### TASK
Each record is to be printed again precisely as it reads.

Records from a data source

=======

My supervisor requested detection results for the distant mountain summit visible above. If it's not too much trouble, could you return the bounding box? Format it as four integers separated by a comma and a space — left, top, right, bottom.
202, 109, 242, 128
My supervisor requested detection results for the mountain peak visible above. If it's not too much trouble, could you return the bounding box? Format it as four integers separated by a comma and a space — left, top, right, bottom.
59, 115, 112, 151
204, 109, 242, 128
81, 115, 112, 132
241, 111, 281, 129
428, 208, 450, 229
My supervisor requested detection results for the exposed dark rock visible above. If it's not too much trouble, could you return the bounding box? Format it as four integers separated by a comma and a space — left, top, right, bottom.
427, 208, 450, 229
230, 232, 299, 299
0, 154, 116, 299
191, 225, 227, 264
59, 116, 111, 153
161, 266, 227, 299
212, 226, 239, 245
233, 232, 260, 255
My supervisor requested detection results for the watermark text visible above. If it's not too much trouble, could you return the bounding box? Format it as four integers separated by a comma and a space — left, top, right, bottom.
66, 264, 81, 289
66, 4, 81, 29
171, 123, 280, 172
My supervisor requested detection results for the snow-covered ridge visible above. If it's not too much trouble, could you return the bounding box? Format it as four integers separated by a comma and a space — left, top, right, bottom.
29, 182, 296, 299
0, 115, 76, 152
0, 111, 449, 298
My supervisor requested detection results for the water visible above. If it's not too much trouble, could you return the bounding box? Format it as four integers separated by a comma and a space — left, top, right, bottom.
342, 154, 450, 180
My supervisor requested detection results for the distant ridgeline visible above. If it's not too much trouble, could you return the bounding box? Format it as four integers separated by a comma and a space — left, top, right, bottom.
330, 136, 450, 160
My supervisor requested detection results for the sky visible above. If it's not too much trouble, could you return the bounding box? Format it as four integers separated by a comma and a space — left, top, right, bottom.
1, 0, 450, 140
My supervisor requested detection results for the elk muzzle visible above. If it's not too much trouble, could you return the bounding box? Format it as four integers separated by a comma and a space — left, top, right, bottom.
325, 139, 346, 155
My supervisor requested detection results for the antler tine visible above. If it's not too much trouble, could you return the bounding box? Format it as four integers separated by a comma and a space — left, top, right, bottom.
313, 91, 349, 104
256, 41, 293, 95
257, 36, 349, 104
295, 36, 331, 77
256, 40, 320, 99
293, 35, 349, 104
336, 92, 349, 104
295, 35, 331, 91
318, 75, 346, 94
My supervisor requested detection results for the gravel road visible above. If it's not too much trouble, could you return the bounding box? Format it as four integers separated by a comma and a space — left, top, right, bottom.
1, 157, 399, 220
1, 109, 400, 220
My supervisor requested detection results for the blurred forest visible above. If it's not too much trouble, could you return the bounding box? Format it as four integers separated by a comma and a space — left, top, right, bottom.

=======

### ANSWER SECTION
My supervisor requested detection results for the distant mountain summit visible above. If it's not too much trouble, could you return the bounding box? Format it as four integers separated by a comma and a space — left, top, right, bottom.
202, 109, 242, 128
My supervisor requested detection results for the mountain peak visible above. If it's not too much trouble, could you return the bounding box? Format it as four integers separated by a comma and a space — left, top, right, bottom.
59, 115, 112, 151
204, 109, 242, 128
81, 115, 112, 132
241, 111, 281, 129
428, 208, 450, 229
My supervisor requested detection results for the exposed dark rock visible above. If it's not too much trouble, could you return the bounding box? Format it as four integers separated by a comma and a space — left, top, right, bottom.
427, 208, 450, 229
230, 232, 299, 299
0, 154, 116, 299
191, 225, 227, 264
59, 116, 111, 153
161, 266, 227, 299
212, 226, 239, 245
233, 232, 260, 255
My supervisor requested detection results for the watermark text visible above. If it's not too much trouble, could you return the bounding box? Format it as four integers separated by a comma and a space — left, top, right, bottom.
66, 264, 81, 289
66, 4, 81, 29
171, 123, 280, 172
My supervisor requested detection results for the snow-covered ridge visible above. If it's not too much trouble, could you return the bounding box? Format it as four integers separated by a comma and a space — left, top, right, bottom.
29, 182, 296, 299
0, 115, 76, 152
0, 111, 449, 298
My supervisor requested detection results for the water visible above. If it's not too much trouble, could you return the bounding box? Format it as four integers separated by a comma and a space — left, top, right, bottom.
342, 154, 450, 180
My supervisor requested detection results for the distant ridgeline visible above. If it's not too much trouble, could you return the bounding box? Format it as four integers separated by a comma and a space — left, top, right, bottom.
330, 136, 450, 160
My supervisor requested detection results for the sky visible above. If it's not too much trouble, could you return the bounding box? Format it as four integers separated by a comma and a space — left, top, right, bottom.
1, 0, 450, 140
My supervisor requested detection results for the elk muzzle visible above. If it's not too much trouble, could you return the bounding box? Format it as four integers separated by a comma and a space — left, top, right, bottom.
325, 139, 346, 155
My supervisor requested detection results for the antler tine visible above. If it's not too much trouble, could you return the bounding box? Format it as four integers separated by a comma and a space — left, top, right, bottom.
313, 91, 349, 104
256, 41, 293, 95
257, 36, 349, 104
295, 36, 331, 77
256, 40, 320, 99
293, 35, 349, 104
336, 92, 349, 104
295, 35, 331, 91
318, 75, 346, 94
My supervisor requested detection results for the gravel road visible above. If it's not too much trouble, could you return the bounding box? Format it as four integers separated by a comma and a space — left, top, right, bottom.
1, 157, 399, 220
1, 109, 400, 220
My supervisor requested detection results for the blurred forest visible above. If it's not too much trouble, could you return the bounding box? Format it as four integers separated by a comma and a space — left, top, right, bottom.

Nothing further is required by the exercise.